- Assigned task -
There is a line containing "Find green grass." in the entries below. Repeat that line and every line after it exactly, and nothing more.

---------- Data for analysis ----------

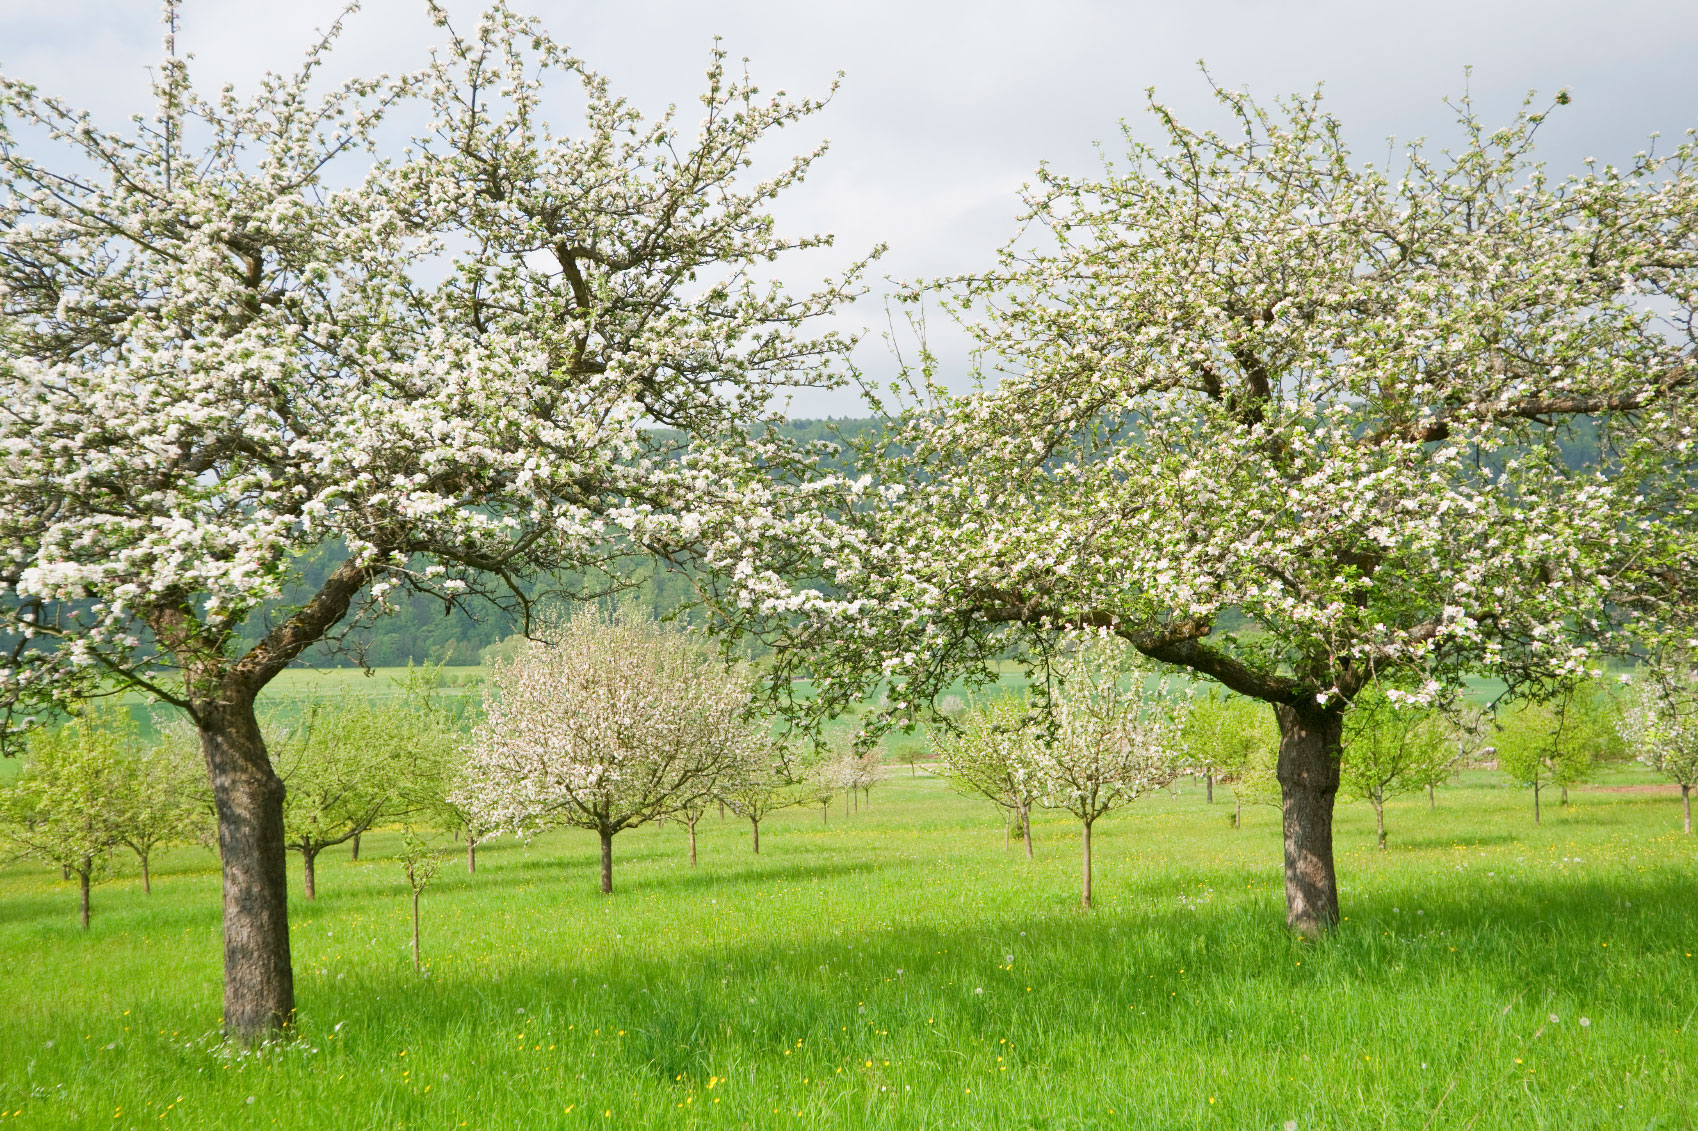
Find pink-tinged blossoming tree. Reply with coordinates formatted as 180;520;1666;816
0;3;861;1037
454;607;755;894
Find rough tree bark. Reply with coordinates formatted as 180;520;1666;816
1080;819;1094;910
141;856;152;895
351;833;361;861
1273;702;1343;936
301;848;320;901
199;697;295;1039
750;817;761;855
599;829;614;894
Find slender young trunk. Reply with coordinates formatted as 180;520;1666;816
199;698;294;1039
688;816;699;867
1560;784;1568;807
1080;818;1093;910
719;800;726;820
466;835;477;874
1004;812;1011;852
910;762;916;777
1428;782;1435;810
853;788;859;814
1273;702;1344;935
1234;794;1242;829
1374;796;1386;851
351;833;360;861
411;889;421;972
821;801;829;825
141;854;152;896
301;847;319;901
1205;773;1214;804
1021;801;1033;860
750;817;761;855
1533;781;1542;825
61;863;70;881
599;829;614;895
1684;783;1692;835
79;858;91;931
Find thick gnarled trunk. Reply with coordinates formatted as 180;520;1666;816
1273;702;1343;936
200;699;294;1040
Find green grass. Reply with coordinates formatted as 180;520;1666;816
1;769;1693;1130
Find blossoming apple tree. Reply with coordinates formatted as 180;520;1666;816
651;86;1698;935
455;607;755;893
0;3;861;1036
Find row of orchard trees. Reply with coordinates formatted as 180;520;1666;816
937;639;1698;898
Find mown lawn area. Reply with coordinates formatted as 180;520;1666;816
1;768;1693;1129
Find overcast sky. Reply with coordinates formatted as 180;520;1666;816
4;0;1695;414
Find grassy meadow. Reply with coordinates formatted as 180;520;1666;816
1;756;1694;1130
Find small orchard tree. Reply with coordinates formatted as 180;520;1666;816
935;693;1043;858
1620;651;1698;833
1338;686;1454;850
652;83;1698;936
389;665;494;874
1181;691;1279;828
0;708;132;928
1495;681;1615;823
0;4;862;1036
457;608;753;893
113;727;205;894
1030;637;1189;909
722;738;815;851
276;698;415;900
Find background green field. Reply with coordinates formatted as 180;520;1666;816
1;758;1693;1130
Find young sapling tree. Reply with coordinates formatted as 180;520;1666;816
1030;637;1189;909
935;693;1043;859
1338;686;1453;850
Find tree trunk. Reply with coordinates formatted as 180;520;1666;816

----------

- Problem solution -
Find green grass. Reply with coordinates formatted as 180;520;1666;816
1;769;1693;1130
Find blossoming apple tree. Reply with coordinates formatted as 180;520;1666;816
651;86;1698;935
455;607;755;893
0;3;861;1036
Find row of orchard trees. Reply with coordinates formatted as 180;520;1666;816
937;639;1698;898
Find mown lawn area. Reply with coordinates formatted as 180;520;1666;816
1;768;1693;1129
Find overcast sky. Reply with coordinates formatted as 180;520;1666;816
4;0;1695;414
Find grassy meadow. Reply with coordinates formatted as 180;520;1666;816
1;756;1694;1130
Find small orchard tree. Reply with coordinates formatted as 180;520;1666;816
935;693;1043;858
1620;651;1698;833
1338;686;1454;850
652;83;1698;936
389;665;494;874
1181;691;1279;828
0;708;132;928
1495;681;1615;823
0;4;862;1036
457;608;753;893
113;727;205;894
1030;637;1189;909
722;738;815;851
276;698;415;900
Find background green field. Reply with coordinates formatted as 180;520;1666;816
1;758;1693;1130
Find young sapling tree. Reply with coordinates formatted as 180;520;1666;816
1030;637;1189;909
935;693;1043;859
1338;686;1453;850
Find tree trunk. Reply with coordinates formatted as 180;520;1666;816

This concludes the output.